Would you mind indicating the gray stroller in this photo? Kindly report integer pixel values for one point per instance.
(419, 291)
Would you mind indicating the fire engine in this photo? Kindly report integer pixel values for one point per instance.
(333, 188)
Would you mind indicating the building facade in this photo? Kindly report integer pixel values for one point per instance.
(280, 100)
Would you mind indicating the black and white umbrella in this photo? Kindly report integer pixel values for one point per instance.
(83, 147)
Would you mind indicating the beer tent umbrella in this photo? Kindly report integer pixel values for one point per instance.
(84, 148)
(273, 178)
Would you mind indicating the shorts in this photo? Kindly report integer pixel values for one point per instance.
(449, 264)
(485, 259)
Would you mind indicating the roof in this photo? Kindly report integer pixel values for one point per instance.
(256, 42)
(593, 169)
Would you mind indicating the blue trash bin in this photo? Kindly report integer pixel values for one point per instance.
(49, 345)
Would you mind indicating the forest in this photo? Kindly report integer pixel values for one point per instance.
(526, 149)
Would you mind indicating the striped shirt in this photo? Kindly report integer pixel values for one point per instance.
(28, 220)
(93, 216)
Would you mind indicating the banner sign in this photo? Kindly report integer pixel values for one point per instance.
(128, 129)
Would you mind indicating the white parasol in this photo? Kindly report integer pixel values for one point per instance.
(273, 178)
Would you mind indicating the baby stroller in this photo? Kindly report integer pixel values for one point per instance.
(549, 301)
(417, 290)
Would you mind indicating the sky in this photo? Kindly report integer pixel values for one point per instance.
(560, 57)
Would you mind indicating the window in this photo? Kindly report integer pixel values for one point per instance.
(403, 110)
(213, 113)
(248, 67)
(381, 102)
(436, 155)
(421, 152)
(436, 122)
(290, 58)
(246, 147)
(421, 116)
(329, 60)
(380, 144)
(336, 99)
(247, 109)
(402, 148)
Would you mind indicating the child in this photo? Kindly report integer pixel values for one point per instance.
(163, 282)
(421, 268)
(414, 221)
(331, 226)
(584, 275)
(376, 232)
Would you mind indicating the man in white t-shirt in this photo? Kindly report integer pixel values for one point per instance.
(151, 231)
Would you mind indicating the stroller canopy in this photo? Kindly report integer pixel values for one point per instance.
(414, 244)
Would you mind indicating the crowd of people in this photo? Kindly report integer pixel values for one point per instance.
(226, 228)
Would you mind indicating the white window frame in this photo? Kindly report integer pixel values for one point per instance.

·····

Job:
Take the line in which "Would you mind indicating the man" occurs and each subsequent line through the end; give these lines again without alteration.

Worked answer:
Would you mind indicating the man in white t-shirt in this photo? Kindly report integer pixel values for one point per instance.
(151, 231)
Would you mind indicating the stroller canopy in this photo? Kindly report integer pixel values for one point per instance.
(414, 244)
Would you mind indicating the crowd of people in this photo? Kindly report integer pixel values for one point per instance.
(226, 228)
Would you mind indicating the white window frame in this photo? Kindly report integer pixel values for one point per instance.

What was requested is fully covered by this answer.